[Begin]

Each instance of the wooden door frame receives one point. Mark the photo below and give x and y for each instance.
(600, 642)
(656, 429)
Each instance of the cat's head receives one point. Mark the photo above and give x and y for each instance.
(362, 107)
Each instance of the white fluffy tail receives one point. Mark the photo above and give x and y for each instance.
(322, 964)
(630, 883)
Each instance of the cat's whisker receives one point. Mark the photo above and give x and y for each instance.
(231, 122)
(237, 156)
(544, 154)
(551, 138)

[End]

The problem:
Give every line of the material again, exactly as it reads.

Exercise response:
Each instance of the wooden door frame receives one point. Mark the photo below and give x and y for each instance.
(600, 642)
(656, 429)
Each instance of the cat's head receives one point. Mark the photo above and give x and y for each instance.
(362, 107)
Each instance of the white fluffy tail receives one point. Mark the photo above and give x and y for each instance.
(322, 964)
(630, 883)
Each instance of the cat's whisker receives one point. Mark the photo above and give x and y for each instance.
(231, 122)
(237, 156)
(544, 154)
(551, 138)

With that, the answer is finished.